DATA FOR REVIEW ->
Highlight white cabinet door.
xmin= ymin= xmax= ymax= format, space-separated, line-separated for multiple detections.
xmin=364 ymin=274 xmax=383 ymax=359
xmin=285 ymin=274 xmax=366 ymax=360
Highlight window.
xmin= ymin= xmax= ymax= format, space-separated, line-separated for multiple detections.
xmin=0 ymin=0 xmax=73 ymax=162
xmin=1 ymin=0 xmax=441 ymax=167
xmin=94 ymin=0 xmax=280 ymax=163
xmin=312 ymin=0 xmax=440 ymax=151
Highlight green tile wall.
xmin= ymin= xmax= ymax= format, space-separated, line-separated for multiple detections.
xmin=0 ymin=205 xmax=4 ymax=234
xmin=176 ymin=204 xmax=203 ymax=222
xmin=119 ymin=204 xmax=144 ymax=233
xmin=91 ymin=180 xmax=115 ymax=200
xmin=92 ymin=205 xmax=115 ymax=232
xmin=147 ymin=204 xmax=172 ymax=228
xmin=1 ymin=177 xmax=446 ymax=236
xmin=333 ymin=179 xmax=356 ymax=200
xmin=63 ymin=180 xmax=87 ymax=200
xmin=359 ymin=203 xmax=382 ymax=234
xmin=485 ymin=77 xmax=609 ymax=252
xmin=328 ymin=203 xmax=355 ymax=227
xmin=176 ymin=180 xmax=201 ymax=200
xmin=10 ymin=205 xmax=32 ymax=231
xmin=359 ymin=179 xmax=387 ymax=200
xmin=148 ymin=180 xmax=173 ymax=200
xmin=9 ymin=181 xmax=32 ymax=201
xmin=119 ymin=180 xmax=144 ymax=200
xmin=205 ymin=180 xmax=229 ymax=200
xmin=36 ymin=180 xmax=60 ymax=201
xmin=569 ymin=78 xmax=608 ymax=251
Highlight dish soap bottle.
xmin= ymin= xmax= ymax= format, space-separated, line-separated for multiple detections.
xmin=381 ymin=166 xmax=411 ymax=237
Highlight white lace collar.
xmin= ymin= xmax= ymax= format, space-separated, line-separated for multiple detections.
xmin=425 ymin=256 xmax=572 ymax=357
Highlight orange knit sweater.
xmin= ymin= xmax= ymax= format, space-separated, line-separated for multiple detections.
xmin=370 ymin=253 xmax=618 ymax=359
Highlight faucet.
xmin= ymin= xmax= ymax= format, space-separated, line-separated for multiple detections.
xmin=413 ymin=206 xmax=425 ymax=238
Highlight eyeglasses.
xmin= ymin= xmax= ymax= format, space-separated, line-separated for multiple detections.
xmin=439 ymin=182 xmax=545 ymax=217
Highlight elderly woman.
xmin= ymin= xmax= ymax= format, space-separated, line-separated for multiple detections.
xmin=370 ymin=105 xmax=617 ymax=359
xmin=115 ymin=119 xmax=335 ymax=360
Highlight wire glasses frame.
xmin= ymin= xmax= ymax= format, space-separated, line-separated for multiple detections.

EXERCISE GOAL ->
Every line from the one containing "Highlight green tile wall." through the last line of the entries must be written out verbatim, and no other line.

WRITTEN ANSWER ->
Highlight green tile wall.
xmin= ymin= xmax= ymax= format, space-separated, line-separated for multiple detections.
xmin=0 ymin=205 xmax=4 ymax=234
xmin=176 ymin=204 xmax=203 ymax=222
xmin=119 ymin=204 xmax=144 ymax=233
xmin=91 ymin=180 xmax=115 ymax=200
xmin=92 ymin=205 xmax=115 ymax=232
xmin=147 ymin=204 xmax=172 ymax=228
xmin=1 ymin=177 xmax=446 ymax=236
xmin=333 ymin=179 xmax=356 ymax=200
xmin=63 ymin=180 xmax=87 ymax=200
xmin=359 ymin=203 xmax=382 ymax=234
xmin=485 ymin=77 xmax=609 ymax=252
xmin=328 ymin=203 xmax=355 ymax=227
xmin=176 ymin=180 xmax=201 ymax=200
xmin=10 ymin=205 xmax=32 ymax=231
xmin=359 ymin=179 xmax=387 ymax=200
xmin=148 ymin=180 xmax=173 ymax=200
xmin=9 ymin=181 xmax=32 ymax=201
xmin=119 ymin=180 xmax=144 ymax=200
xmin=205 ymin=180 xmax=229 ymax=200
xmin=36 ymin=180 xmax=60 ymax=201
xmin=569 ymin=78 xmax=608 ymax=251
Highlight dish soap bottle.
xmin= ymin= xmax= ymax= format, space-separated, line-separated for multiple detections.
xmin=381 ymin=166 xmax=411 ymax=237
Highlight white lace collar.
xmin= ymin= xmax= ymax= format, space-separated, line-separated for multiple detections.
xmin=425 ymin=256 xmax=572 ymax=357
Highlight orange knit sweater.
xmin= ymin= xmax= ymax= format, space-separated, line-separated for multiple detections.
xmin=370 ymin=253 xmax=618 ymax=359
Highlight faucet.
xmin= ymin= xmax= ymax= format, space-separated, line-separated for multiple detections.
xmin=413 ymin=206 xmax=425 ymax=238
Highlight eyeglasses.
xmin= ymin= xmax= ymax= format, space-separated, line-separated for multiple detections.
xmin=439 ymin=182 xmax=545 ymax=217
Highlight elderly woman.
xmin= ymin= xmax= ymax= format, space-separated, line-separated for multiple detections.
xmin=370 ymin=105 xmax=617 ymax=359
xmin=115 ymin=119 xmax=335 ymax=360
Highlight wire glasses frame.
xmin= ymin= xmax= ymax= format, space-separated, line-separated for multiple detections.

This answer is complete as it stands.